BEGIN
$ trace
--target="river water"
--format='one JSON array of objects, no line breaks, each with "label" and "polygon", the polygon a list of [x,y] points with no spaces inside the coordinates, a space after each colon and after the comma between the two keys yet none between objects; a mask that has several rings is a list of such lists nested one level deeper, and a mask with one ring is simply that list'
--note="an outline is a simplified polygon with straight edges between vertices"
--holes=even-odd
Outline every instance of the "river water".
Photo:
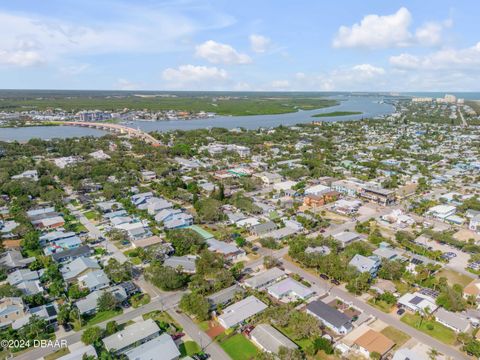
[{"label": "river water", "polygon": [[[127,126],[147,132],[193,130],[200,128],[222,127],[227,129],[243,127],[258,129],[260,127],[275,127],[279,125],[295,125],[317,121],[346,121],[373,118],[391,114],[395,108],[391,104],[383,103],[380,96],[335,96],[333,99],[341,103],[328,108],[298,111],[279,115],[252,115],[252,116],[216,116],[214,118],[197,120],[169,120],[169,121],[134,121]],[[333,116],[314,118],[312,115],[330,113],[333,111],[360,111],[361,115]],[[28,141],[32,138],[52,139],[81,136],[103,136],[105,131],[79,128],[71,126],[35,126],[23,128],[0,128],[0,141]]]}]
END
BEGIN
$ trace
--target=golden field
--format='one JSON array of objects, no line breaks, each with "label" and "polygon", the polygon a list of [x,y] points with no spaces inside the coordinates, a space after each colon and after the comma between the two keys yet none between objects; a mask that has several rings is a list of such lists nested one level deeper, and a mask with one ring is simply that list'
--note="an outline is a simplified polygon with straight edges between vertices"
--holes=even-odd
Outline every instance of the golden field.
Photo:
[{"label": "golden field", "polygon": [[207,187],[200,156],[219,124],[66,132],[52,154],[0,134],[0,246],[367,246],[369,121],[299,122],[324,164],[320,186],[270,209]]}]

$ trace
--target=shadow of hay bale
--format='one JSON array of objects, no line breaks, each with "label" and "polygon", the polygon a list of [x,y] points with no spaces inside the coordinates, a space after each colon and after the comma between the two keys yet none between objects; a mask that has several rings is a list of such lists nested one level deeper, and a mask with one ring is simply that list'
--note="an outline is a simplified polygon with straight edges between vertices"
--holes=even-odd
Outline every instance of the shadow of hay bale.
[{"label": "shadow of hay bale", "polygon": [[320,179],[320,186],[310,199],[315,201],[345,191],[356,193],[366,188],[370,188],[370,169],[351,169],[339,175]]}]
END
BEGIN
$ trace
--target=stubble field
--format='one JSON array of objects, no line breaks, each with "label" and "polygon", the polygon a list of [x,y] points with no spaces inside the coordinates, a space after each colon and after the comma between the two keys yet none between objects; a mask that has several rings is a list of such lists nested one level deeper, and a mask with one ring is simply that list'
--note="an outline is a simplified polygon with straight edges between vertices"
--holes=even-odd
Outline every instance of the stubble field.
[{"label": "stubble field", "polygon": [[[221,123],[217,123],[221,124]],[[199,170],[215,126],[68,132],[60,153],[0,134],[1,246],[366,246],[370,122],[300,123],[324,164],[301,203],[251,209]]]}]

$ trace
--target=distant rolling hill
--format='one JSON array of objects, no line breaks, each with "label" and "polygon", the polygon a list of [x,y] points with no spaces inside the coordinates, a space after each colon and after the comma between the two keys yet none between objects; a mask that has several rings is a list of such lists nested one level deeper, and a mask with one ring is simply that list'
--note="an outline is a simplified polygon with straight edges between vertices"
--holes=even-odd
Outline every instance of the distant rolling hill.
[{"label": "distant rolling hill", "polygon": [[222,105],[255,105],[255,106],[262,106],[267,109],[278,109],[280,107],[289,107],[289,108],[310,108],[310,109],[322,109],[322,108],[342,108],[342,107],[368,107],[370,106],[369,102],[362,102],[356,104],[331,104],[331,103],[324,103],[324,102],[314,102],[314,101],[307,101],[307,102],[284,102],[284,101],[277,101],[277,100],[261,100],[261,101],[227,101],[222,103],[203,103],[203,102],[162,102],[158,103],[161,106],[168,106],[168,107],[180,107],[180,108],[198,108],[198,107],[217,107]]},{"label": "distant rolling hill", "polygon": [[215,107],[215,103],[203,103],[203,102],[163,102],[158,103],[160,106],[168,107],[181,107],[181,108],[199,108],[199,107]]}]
END
**TASK GOAL**
If a line above contains the word "target", it counts; state how many lines count, and nothing more.

**SOLUTION TO THE EXERCISE**
5